**WORK INSTRUCTIONS:** The expected output is the line holding "Each returned coordinate" plus every line after it through the end of the listing, copied exactly.

--

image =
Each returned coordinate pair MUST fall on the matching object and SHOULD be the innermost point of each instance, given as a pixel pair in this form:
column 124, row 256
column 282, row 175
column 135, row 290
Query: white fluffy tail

--

**REPLY TO THE TASK:**
Each returned coordinate pair MUST fall on the matching object and SHOULD be the innermost point of each instance, given as a pixel pair in this form:
column 124, row 256
column 282, row 175
column 135, row 290
Query: white fluffy tail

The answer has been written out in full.